** start of Data shown **
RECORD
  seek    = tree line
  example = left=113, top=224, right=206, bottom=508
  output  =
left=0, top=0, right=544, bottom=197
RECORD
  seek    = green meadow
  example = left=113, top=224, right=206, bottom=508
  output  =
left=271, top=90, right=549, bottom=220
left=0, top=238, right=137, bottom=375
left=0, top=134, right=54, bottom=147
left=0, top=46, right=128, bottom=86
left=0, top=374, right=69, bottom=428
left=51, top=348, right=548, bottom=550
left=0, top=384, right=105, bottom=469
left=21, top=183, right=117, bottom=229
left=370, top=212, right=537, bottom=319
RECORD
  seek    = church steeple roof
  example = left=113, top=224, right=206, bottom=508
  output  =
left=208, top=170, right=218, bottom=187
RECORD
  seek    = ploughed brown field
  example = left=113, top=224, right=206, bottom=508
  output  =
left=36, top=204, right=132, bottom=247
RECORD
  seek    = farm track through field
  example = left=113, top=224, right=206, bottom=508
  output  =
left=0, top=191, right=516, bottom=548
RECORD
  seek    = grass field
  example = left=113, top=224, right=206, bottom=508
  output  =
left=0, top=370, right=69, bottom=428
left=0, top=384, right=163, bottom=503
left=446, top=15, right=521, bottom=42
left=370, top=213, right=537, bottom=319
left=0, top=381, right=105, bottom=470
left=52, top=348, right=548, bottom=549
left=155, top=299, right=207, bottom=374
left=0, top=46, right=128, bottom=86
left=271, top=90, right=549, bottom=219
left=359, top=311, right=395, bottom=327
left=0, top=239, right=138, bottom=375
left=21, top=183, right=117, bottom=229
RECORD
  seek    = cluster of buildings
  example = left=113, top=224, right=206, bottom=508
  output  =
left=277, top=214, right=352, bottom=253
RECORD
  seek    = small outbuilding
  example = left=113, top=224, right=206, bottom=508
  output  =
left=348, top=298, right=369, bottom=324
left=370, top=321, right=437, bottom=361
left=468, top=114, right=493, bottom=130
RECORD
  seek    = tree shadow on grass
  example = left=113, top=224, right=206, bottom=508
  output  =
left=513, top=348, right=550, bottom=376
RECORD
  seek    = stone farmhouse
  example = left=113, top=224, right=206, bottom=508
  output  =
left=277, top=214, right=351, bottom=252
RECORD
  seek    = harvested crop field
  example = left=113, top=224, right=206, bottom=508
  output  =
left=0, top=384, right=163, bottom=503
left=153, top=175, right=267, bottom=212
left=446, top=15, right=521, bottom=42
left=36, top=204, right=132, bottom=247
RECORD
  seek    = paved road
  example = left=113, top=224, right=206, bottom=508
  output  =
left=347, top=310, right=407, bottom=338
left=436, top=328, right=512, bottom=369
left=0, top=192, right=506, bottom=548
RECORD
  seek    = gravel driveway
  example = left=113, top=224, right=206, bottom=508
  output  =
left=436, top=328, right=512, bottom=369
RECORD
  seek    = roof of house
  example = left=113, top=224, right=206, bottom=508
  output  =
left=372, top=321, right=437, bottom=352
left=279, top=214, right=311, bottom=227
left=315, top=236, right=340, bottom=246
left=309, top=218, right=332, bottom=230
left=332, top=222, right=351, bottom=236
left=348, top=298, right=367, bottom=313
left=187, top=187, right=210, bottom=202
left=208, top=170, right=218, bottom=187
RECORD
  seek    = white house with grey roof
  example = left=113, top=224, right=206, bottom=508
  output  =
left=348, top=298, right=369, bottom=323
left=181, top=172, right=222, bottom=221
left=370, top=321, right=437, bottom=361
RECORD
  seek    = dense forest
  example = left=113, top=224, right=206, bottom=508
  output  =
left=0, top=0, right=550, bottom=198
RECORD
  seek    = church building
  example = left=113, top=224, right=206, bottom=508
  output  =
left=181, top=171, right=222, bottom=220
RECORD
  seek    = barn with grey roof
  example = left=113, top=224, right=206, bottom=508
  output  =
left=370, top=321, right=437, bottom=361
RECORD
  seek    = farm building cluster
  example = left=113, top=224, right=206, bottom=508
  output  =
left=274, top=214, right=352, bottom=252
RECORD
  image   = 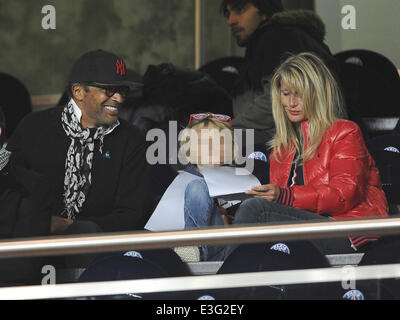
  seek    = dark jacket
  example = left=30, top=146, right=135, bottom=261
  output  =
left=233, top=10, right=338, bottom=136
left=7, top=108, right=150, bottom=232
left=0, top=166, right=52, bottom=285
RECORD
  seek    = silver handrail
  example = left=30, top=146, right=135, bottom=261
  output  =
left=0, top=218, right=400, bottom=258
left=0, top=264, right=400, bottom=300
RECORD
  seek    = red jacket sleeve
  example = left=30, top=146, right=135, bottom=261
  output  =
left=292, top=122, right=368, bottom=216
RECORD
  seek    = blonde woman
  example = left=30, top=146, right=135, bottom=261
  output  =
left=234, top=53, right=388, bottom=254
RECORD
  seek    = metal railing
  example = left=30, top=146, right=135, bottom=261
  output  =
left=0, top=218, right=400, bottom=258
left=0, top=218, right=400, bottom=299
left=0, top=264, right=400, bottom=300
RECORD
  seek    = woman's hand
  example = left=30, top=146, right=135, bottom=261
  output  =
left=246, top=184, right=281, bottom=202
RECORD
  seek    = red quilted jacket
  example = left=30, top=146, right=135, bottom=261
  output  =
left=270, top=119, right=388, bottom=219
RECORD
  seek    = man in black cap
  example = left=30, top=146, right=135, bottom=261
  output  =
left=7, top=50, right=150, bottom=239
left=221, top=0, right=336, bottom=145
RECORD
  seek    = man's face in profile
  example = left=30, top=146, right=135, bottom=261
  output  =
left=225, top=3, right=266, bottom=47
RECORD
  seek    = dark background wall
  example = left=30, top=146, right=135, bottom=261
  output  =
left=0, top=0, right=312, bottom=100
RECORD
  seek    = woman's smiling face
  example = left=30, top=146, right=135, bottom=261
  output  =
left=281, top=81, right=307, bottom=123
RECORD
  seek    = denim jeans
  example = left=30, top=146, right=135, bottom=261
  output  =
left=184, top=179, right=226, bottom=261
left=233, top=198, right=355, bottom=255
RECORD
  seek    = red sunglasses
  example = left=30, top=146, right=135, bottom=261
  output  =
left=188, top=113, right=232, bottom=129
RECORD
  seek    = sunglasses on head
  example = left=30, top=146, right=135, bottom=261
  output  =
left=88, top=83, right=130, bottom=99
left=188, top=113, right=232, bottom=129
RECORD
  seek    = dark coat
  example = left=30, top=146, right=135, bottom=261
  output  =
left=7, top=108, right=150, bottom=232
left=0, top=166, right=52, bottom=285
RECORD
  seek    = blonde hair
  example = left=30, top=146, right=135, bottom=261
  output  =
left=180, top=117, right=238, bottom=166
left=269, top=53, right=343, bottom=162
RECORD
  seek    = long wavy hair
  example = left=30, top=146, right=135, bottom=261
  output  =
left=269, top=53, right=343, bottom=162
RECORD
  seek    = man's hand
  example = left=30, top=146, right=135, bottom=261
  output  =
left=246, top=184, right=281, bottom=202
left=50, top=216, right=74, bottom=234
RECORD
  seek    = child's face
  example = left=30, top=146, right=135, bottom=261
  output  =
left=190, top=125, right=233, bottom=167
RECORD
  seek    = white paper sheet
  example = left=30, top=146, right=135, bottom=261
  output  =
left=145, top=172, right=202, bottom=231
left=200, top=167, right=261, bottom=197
** end of Data shown **
* **Instructions to follow**
Extract the entries in full, exactly as they are, minus the pictures.

* **Result of the exercise**
RECORD
  seek    = tree line
  example = left=113, top=224, right=206, bottom=508
  output  =
left=0, top=0, right=544, bottom=197
RECORD
  seek    = green meadow
  example = left=113, top=224, right=206, bottom=508
  output  =
left=271, top=90, right=549, bottom=220
left=0, top=238, right=137, bottom=375
left=0, top=134, right=54, bottom=147
left=0, top=46, right=128, bottom=86
left=0, top=374, right=69, bottom=428
left=51, top=348, right=548, bottom=550
left=0, top=384, right=105, bottom=469
left=21, top=183, right=117, bottom=229
left=370, top=212, right=537, bottom=319
RECORD
  seek    = church steeple roof
  example = left=113, top=224, right=206, bottom=508
  output  =
left=208, top=170, right=218, bottom=187
RECORD
  seek    = ploughed brown field
  example = left=113, top=224, right=206, bottom=508
  output  =
left=36, top=204, right=132, bottom=247
RECORD
  seek    = farm track through field
  example = left=113, top=224, right=206, bottom=508
  output  =
left=0, top=191, right=516, bottom=548
RECORD
  seek    = grass field
  example = left=113, top=224, right=206, bottom=508
  output  =
left=0, top=370, right=69, bottom=428
left=0, top=384, right=163, bottom=503
left=446, top=15, right=521, bottom=42
left=370, top=213, right=537, bottom=319
left=0, top=381, right=105, bottom=470
left=52, top=348, right=548, bottom=549
left=155, top=299, right=207, bottom=374
left=0, top=46, right=128, bottom=86
left=271, top=90, right=549, bottom=219
left=359, top=311, right=395, bottom=327
left=0, top=239, right=138, bottom=375
left=21, top=183, right=117, bottom=229
RECORD
  seek    = cluster of buildings
  example = left=113, top=224, right=206, bottom=508
  output  =
left=277, top=214, right=352, bottom=253
RECORD
  seek    = small outbuilding
  example = left=113, top=224, right=206, bottom=508
  output  =
left=348, top=298, right=369, bottom=324
left=370, top=321, right=437, bottom=361
left=468, top=114, right=493, bottom=130
RECORD
  seek    = tree shadow on grass
  example = left=113, top=224, right=206, bottom=508
  output  =
left=513, top=348, right=550, bottom=376
RECORD
  seek    = stone farmhouse
  example = left=113, top=224, right=206, bottom=508
  output  =
left=277, top=214, right=351, bottom=252
RECORD
  seek    = harvested crop field
  example = left=113, top=224, right=206, bottom=508
  output  =
left=0, top=384, right=163, bottom=503
left=153, top=175, right=267, bottom=212
left=446, top=15, right=521, bottom=42
left=36, top=204, right=132, bottom=247
RECORD
  seek    = paved road
  example = left=113, top=224, right=206, bottom=508
  output  =
left=347, top=310, right=407, bottom=338
left=436, top=328, right=512, bottom=369
left=0, top=192, right=506, bottom=548
RECORD
  seek    = gravel driveway
  example = left=113, top=224, right=206, bottom=508
  output  =
left=436, top=328, right=512, bottom=369
RECORD
  seek    = roof of house
  example = left=113, top=224, right=206, bottom=508
  output  =
left=372, top=321, right=437, bottom=352
left=279, top=214, right=311, bottom=227
left=315, top=236, right=340, bottom=246
left=309, top=218, right=332, bottom=230
left=332, top=222, right=351, bottom=236
left=348, top=298, right=367, bottom=313
left=187, top=187, right=210, bottom=202
left=208, top=170, right=218, bottom=187
RECORD
  seek    = white house with grey roof
  example = left=113, top=224, right=206, bottom=508
  output  =
left=348, top=298, right=369, bottom=323
left=181, top=172, right=222, bottom=221
left=370, top=321, right=437, bottom=361
RECORD
  seek    = dense forest
  example = left=113, top=224, right=206, bottom=508
  output  =
left=0, top=0, right=550, bottom=198
RECORD
  seek    = church building
  example = left=113, top=224, right=206, bottom=508
  output  =
left=181, top=171, right=222, bottom=220
RECORD
  seek    = barn with grey roof
  example = left=113, top=224, right=206, bottom=508
  output  =
left=370, top=321, right=437, bottom=361
RECORD
  seek    = farm building cluster
  example = left=113, top=224, right=206, bottom=508
  output  =
left=274, top=214, right=352, bottom=252
RECORD
  image   = 
  seek    = dark jacket
  example = left=30, top=146, right=135, bottom=261
  output  =
left=233, top=10, right=338, bottom=136
left=7, top=108, right=150, bottom=232
left=0, top=166, right=52, bottom=285
RECORD
  seek    = silver handrail
  example = left=30, top=146, right=135, bottom=261
  output  =
left=0, top=218, right=400, bottom=258
left=0, top=264, right=400, bottom=300
RECORD
  seek    = red jacket sleeve
  example = left=30, top=146, right=135, bottom=261
  output  =
left=292, top=122, right=368, bottom=216
RECORD
  seek    = blonde woman
  example = left=30, top=146, right=135, bottom=261
  output  =
left=234, top=53, right=388, bottom=254
RECORD
  seek    = metal railing
  example = left=30, top=146, right=135, bottom=261
  output  =
left=0, top=218, right=400, bottom=258
left=0, top=218, right=400, bottom=299
left=0, top=264, right=400, bottom=300
RECORD
  seek    = woman's hand
  example = left=30, top=146, right=135, bottom=261
  output  =
left=246, top=184, right=281, bottom=202
RECORD
  seek    = red quilted jacket
  example = left=30, top=146, right=135, bottom=261
  output  =
left=270, top=119, right=388, bottom=219
RECORD
  seek    = man in black cap
  example = left=30, top=146, right=135, bottom=261
  output  =
left=7, top=50, right=150, bottom=239
left=221, top=0, right=336, bottom=145
RECORD
  seek    = man's face in profile
  example = left=30, top=146, right=135, bottom=261
  output  =
left=225, top=3, right=266, bottom=47
RECORD
  seek    = dark background wall
  example = left=30, top=146, right=135, bottom=261
  output  =
left=0, top=0, right=312, bottom=100
RECORD
  seek    = woman's smiling face
  example = left=30, top=146, right=135, bottom=261
  output  =
left=281, top=81, right=307, bottom=123
RECORD
  seek    = denim jeans
  example = left=30, top=146, right=135, bottom=261
  output  =
left=184, top=179, right=226, bottom=261
left=233, top=198, right=355, bottom=255
RECORD
  seek    = red sunglasses
  example = left=30, top=146, right=135, bottom=261
  output  =
left=188, top=113, right=232, bottom=129
RECORD
  seek    = sunglasses on head
  example = left=30, top=146, right=135, bottom=261
  output  =
left=88, top=83, right=130, bottom=99
left=188, top=113, right=232, bottom=129
RECORD
  seek    = dark coat
  example = left=30, top=146, right=135, bottom=261
  output  =
left=7, top=108, right=150, bottom=232
left=0, top=166, right=52, bottom=285
RECORD
  seek    = blonde hair
  example = left=30, top=146, right=135, bottom=261
  output  =
left=180, top=117, right=238, bottom=166
left=269, top=53, right=343, bottom=162
RECORD
  seek    = long wavy hair
  example = left=30, top=146, right=135, bottom=261
  output  =
left=269, top=53, right=343, bottom=162
RECORD
  seek    = man's hand
  example = left=30, top=146, right=135, bottom=261
  output  =
left=246, top=184, right=281, bottom=202
left=50, top=216, right=74, bottom=234
RECORD
  seek    = child's face
  example = left=30, top=146, right=135, bottom=261
  output  =
left=190, top=125, right=233, bottom=167
RECORD
  seek    = white paper sheet
  example = left=30, top=146, right=135, bottom=261
  output  =
left=145, top=172, right=202, bottom=231
left=200, top=167, right=261, bottom=197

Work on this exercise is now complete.